OBJECTIVES:
1. In the bandsaw thread, update the passage from "As a cheap starter" up to and including "results may vary." so that "cherry" becomes "walnut".
2. According to the bandsaw thread, how thick a piece of cherry can derosa's Delta saw resaw without burning it?

PAGE EXTRACT:

* * * * * * *

# 12in Jet JWBS-120S Bandsaw



## sluggo (May 5, 2011)

Hi fellow LJ's,
I'm thinking of buying my first bandsaw and noticed Craigslist has a used 12in Jet JWBS-120S Bandsaw for $199. This saw appears in good condition and has a 1/2 hp motor. I noticed this saw on CL about a month ago and its still for sale. Do you think the hp might be a little light? Would I be better off looking for a 14in for future woodworking needs? I'm just getting started in wood working although I've had a long term interest.
Thanks for any comments!


----------



## derosa (Aug 21, 2010)

As a cheap starter it can be good enough. I have the equivalent Delta though I paid 50.00 less. With 1/2hp just feed the wood a little slower and make sure to use sharp blades. Mine will resaw 6" thick cherry without burning it and has also done 4"thick purpleheart also without burning the wood. As a hobbyist it hasn't done me wrong and has accomplished nearly all I've needed it to do. I am looking for a bigger one in the near future since I'm getting into this more, and with the price I paid should be able to recover my cost on it when something much bigger shows up. So for me it was worth it, your results may vary.


----------



## sluggo (May 5, 2011)

Thanks for replying. I agree. It should be a good starter saw as long as everything works good. 
Seeing as the saw has been on CL for awhile I'll see if hell take 150.00. 
Sluggo


----------

* * * * * * *

INFORMATION SUPPLIED:
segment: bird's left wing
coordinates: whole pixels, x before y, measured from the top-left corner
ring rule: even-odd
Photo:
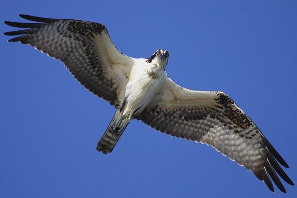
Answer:
[[[275,170],[294,185],[276,159],[289,168],[285,160],[251,119],[222,92],[188,90],[167,78],[136,118],[166,134],[211,145],[251,171],[272,191],[269,175],[286,192]]]
[[[19,36],[8,41],[29,44],[60,60],[85,87],[110,104],[119,105],[118,94],[127,83],[135,59],[116,48],[105,26],[78,20],[20,16],[40,23],[5,21],[11,26],[28,28],[4,33]]]

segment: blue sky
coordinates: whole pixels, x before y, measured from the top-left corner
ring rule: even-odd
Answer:
[[[2,2],[0,19],[25,21],[23,13],[98,22],[128,55],[168,50],[169,76],[188,88],[227,93],[296,184],[297,3],[239,1],[11,0]],[[210,147],[136,120],[112,153],[99,153],[114,107],[62,63],[8,38],[0,36],[0,197],[284,197]],[[287,197],[297,197],[283,183]]]

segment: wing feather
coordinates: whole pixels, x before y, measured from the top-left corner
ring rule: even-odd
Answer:
[[[286,193],[275,171],[294,185],[276,161],[289,167],[284,159],[251,120],[222,92],[188,90],[168,78],[136,118],[166,134],[211,146],[251,171],[271,191],[274,189],[269,175]]]
[[[19,15],[41,23],[5,21],[12,27],[28,28],[6,32],[18,37],[8,40],[29,44],[59,59],[87,89],[118,106],[118,96],[127,83],[134,58],[121,53],[105,26],[72,19]]]

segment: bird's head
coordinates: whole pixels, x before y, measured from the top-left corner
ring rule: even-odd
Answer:
[[[159,68],[165,70],[168,61],[169,53],[165,50],[158,50],[150,56],[147,62],[157,65]]]

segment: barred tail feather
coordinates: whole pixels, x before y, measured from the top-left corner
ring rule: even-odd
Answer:
[[[122,120],[122,122],[120,122],[122,124],[121,127],[114,127],[115,123],[118,123],[119,119],[121,119],[118,117],[121,117],[121,115],[120,115],[119,116],[117,116],[116,118],[117,114],[117,113],[116,113],[105,133],[97,144],[97,150],[102,152],[103,154],[107,154],[112,151],[130,122],[129,121]]]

* * * * * * *

RESPONSES TO THE EXERCISE:
1.
As a cheap starter it can be good enough. I have the equivalent Delta though I paid 50.00 less. With 1/2hp just feed the wood a little slower and make sure to use sharp blades. Mine will resaw 6" thick walnut without burning it and has also done 4"thick purpleheart also without burning the wood. As a hobbyist it hasn't done me wrong and has accomplished nearly all I've needed it to do. I am looking for a bigger one in the near future since I'm getting into this more, and with the price I paid should be able to recover my cost on it when something much bigger shows up. So for me it was worth it, your results may vary.

2. 6 inches thick.